* _DESCRIPTION OF THE TASK_
Rewrite all of the material below as a numbered list with one line per number, and leave out any blank lines.

[SOURCE DATA Boundary: Start]

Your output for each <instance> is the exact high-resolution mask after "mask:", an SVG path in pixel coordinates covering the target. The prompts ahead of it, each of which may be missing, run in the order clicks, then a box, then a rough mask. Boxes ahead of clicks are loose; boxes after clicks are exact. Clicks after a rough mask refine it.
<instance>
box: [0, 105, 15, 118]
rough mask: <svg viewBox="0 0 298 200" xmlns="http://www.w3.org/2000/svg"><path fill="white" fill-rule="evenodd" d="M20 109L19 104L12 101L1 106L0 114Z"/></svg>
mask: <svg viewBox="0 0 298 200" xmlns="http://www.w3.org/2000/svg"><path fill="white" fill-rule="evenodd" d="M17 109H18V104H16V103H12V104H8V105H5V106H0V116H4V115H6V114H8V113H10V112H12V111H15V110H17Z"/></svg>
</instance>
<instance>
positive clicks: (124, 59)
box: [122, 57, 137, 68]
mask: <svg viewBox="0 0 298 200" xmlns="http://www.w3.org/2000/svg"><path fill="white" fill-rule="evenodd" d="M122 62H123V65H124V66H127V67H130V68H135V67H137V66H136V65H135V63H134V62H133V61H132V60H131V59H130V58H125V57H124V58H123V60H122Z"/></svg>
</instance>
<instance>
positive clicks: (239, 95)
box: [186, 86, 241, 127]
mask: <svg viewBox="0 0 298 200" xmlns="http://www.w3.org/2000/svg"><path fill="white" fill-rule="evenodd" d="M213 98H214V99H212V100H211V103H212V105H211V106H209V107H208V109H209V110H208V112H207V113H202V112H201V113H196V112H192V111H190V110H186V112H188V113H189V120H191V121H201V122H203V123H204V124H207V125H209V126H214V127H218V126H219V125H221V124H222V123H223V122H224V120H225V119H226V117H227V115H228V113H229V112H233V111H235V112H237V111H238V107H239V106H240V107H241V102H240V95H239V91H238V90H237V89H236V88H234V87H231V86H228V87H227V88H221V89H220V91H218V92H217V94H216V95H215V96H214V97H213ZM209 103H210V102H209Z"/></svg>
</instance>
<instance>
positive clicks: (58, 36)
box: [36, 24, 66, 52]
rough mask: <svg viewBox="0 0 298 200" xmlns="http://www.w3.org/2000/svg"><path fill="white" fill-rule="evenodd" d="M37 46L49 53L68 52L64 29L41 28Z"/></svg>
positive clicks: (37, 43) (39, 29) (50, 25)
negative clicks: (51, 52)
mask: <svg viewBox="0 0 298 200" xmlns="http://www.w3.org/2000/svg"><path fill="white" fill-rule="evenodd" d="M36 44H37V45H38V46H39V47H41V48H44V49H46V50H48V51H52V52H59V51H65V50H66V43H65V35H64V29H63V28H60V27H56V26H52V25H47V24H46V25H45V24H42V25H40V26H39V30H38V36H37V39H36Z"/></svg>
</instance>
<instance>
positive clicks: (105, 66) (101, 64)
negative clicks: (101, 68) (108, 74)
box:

[SOURCE DATA Boundary: End]

* _WORKED SOLUTION_
1. Your output for each <instance> is the exact high-resolution mask after "mask:", an SVG path in pixel coordinates covering the target. The prompts ahead of it, each of which may be missing, run in the order clicks, then a box, then a rough mask. Boxes ahead of clicks are loose; boxes after clicks are exact. Clicks after a rough mask refine it.
2. <instance>
3. box: [0, 105, 15, 118]
4. rough mask: <svg viewBox="0 0 298 200" xmlns="http://www.w3.org/2000/svg"><path fill="white" fill-rule="evenodd" d="M20 109L19 104L12 101L1 106L0 114Z"/></svg>
5. mask: <svg viewBox="0 0 298 200" xmlns="http://www.w3.org/2000/svg"><path fill="white" fill-rule="evenodd" d="M17 109H18V104H16V103H12V104H8V105H5V106H0V116H4V115H6V114H8V113H10V112H12V111H15V110H17Z"/></svg>
6. </instance>
7. <instance>
8. positive clicks: (124, 59)
9. box: [122, 57, 137, 68]
10. mask: <svg viewBox="0 0 298 200" xmlns="http://www.w3.org/2000/svg"><path fill="white" fill-rule="evenodd" d="M122 62H123V65H124V66H127V67H130V68H135V67H137V66H136V65H135V63H134V62H133V61H132V60H131V59H130V58H125V57H124V58H123V60H122Z"/></svg>
11. </instance>
12. <instance>
13. positive clicks: (239, 95)
14. box: [186, 86, 241, 127]
15. mask: <svg viewBox="0 0 298 200" xmlns="http://www.w3.org/2000/svg"><path fill="white" fill-rule="evenodd" d="M213 98H214V99H212V100H211V103H212V105H211V106H209V107H208V109H209V110H208V112H207V113H202V112H201V113H196V112H192V111H190V110H186V112H188V113H189V120H191V121H201V122H203V123H204V124H207V125H209V126H214V127H218V126H219V125H221V124H222V123H223V122H224V120H225V119H226V117H227V115H228V113H229V112H233V111H235V112H237V111H238V107H239V106H240V107H241V102H240V95H239V91H238V90H237V89H236V88H234V87H231V86H228V87H227V88H221V89H220V91H218V92H217V94H216V95H215V96H214V97H213ZM209 103H210V102H209Z"/></svg>
16. </instance>
17. <instance>
18. positive clicks: (58, 36)
19. box: [36, 24, 66, 52]
20. rough mask: <svg viewBox="0 0 298 200" xmlns="http://www.w3.org/2000/svg"><path fill="white" fill-rule="evenodd" d="M37 46L49 53L68 52L64 29L41 28Z"/></svg>
21. positive clicks: (37, 43) (39, 29) (50, 25)
22. negative clicks: (51, 52)
23. mask: <svg viewBox="0 0 298 200" xmlns="http://www.w3.org/2000/svg"><path fill="white" fill-rule="evenodd" d="M36 44H37V45H38V46H39V47H41V48H44V49H46V50H48V51H52V52H59V51H65V50H66V43H65V35H64V29H63V28H60V27H56V26H52V25H47V24H46V25H45V24H42V25H40V26H39V30H38V36H37V39H36Z"/></svg>
24. </instance>
25. <instance>
26. positive clicks: (105, 66) (101, 64)
27. negative clicks: (101, 68) (108, 74)
28. box:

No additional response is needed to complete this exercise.